*Provided text*:
The property is expected to land a price tag of about $100 million, a sharp decline from the $510 million appraisal Centre Square was valued at in 2020, according to public records.
The upcoming listing is part of a broader trend in which office landlords and brokers are pitching sometimes empty buildings for uses other than a place for desks, conference rooms and coffee stations. The number of office conversions across the country has hit a record high, according to a recent CBRE report, and the pipeline is expected to widen as cities dole out more incentives and landlords — especially those of older buildings — offload their troubled properties at deep discounts.
Centre Square's occupancy has fallen to about 35% in recent years, according to a Morningstar report, and CBRE was appointed to oversee the property in May 2023 after owner Nightingale Properties stopped making payments on more than $375 million in loans.
The New York-based investment firm and InterVest Capital Partners — formerly Wafra Capital Partners — acquired the Market Street properties as part of a $328 million portfolio deal that closed in mid-2017.
String of move-outs
The duo refinanced it with a $390 million loan through JPMorgan Chase two years later, and the property was foreclosed upon after a string of substantial move-outs compounded the landlords' financial challenges.
Neither Nightingale nor Wafra immediately responded to CoStar News' requests for comment.
Those who list distressed or high-vacancy office properties are sometimes trying to sell them as potential conversions to apartments, self-storage facilities and even entertainment venues.
The shift represents a new level of eagerness to build interest in these properties that may be older, face pressure from lenders, or have nonexistent leasing activity.
For office properties listed for sale, potential conversions can serve as somewhat of a fallback strategy among investors who aren't yet sure they want to preserve a building's original use.
More than 81 million square feet of office space is moving through the conversion pipeline, according to CBRE, and U.S. office conversions and demolitions are on track to exceed the market’s new construction for the first time in years.

*Extracted records*:
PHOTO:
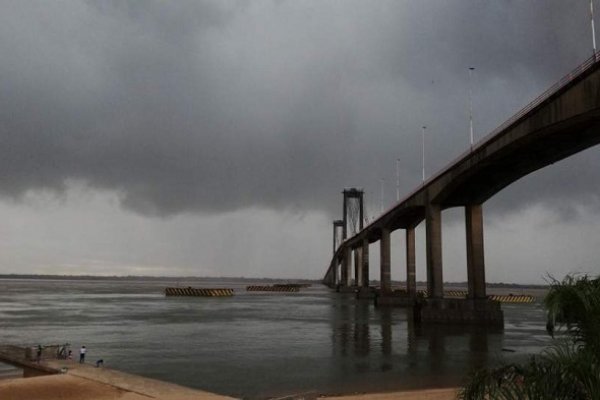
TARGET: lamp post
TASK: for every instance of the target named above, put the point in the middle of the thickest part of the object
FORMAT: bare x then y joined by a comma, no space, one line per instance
397,179
382,183
423,150
471,106
593,30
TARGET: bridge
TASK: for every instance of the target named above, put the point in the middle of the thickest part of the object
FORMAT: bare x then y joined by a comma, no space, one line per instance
562,121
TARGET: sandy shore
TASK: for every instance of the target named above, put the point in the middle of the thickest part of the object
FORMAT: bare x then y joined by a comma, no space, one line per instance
85,382
426,394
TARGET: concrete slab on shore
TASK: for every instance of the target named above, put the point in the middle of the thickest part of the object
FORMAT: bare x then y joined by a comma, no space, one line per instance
425,394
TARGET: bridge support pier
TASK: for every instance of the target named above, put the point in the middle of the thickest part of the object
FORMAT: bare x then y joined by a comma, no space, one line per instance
364,291
364,261
476,309
475,258
433,245
411,279
385,255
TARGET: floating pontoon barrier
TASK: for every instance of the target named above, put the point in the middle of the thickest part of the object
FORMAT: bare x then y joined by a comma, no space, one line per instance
456,293
298,285
274,288
462,294
190,291
521,298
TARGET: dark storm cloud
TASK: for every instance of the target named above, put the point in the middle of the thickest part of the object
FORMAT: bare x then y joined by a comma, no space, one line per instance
215,106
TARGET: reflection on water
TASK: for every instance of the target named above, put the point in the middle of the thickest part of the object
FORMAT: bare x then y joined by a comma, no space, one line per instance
257,345
387,346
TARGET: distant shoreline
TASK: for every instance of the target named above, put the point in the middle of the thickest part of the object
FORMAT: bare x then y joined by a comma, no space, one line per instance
246,279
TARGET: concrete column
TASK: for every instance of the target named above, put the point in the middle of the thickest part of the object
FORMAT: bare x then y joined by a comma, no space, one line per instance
411,279
475,257
347,266
365,263
433,233
386,279
356,266
334,273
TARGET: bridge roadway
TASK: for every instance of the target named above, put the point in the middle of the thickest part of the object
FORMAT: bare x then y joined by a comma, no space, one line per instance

*Tasks for this exercise*:
A. Translate this sentence from the article on Centre Square into Spanish: "Neither Nightingale nor Wafra immediately responded to CoStar News' requests for comment."
B. According to the Centre Square article, why is the pipeline of office conversions expected to widen? Answer in one to three sentences.
C. Answer these questions using the Centre Square article:
(i) To about what level has Centre Square's occupancy fallen in recent years?
(ii) What was the value of the portfolio deal through which the Market Street properties were acquired?
(iii) How much office space is moving through the conversion pipeline, according to CBRE?
The records were drawn from a different source than the article.

*Solutions per task*:
A. Ni Nightingale ni Wafra respondieron de inmediato a las solicitudes de comentarios de CoStar News.

B. The pipeline is expected to widen because cities are handing out more incentives. Landlords, especially those of older buildings, are also offloading their troubled properties at deep discounts.

C.
(i) About 35%.
(ii) $328 million.
(iii) More than 81 million square feet.